OBJECTIVE A: According to the excerpt on Dresden's geography, what is the city's highest point?

DOCUMENT EXCERPT:
START

Dresden is a large city in the eastern German Free State of Saxony nearby the border to the Czech Republic at the river Elbe. The geography and urban development of Dresden is embossed by the valley location and by the Elbe stream.



View over Dresden from the south-eastern slopes

Dresden lies on both banks of the river Elbe, mostly in the Dresden Basin, with the further reaches of the eastern Ore Mountains to the south, the steep slope of the Lusatian granitic crust to the north and the Elbe Sandstone Mountains to the east at an elevation of about 113 metres.

The northern parts of Dresden are in the West Lusatian Highlands (Westlausiter Berg- und Hügelland). The depth influx valleys and the higher areas in the south of Dresden characterise the change to the eastern foothills of the Ore Mountains. The Elbe valley basin is a part of the Saxon Elbe Landscape. The highest point of Dresden is the Triebenberg, at about 384 metres above sea level. With a pleasant location and a mild climate on the Elbe, as well as Mediterranean architecture, Dresden was given the sobriquet "Elbflorenz" ("Florence of the Elbe").

The incorporation of neighbouring rural communities over the past 60 years has made Dresden the fourth largest urban area in Germany after Berlin, Hamburg, and Cologne.

The most important river in Dresden is the Elbe river, the only navigable body of water to flow through the city. There are also a number of tributaries such as the river Weißeritz.


The Dresden conurbation in Saxony

The nearest German cities are Chemnitz (80 km to the southwest), Leipzig (100 km to the northwest) and Berlin (200 km to the north). The Czech capital Prague is about 150 km to the south; the Polish city of Wrocław is about 200 km to the east. There are some medium-sized towns such as Pirna (40,000 inhabitants), Freital (40,000), Radebeul (33,000 inhabitants) and Meißen (28,000 inhabitants) in the borough of Dresden. Riesa and Freiberg are not far away.

END

OBJECTIVE B: Can you write out the records below again, switching "rocky cliff" to "sandstone cliff" wherever it appears and leaving everything else as it is?

RECORDS PROVIDED:
START

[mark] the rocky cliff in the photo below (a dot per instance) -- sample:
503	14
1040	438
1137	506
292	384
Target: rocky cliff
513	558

END

FULL SOLUTION A: The Triebenberg, at about 384 metres above sea level.

FULL SOLUTION B:
[mark] the sandstone cliff in the photo below (a dot per instance) -- sample:
503	14
1040	438
1137	506
292	384
Target: sandstone cliff
513	558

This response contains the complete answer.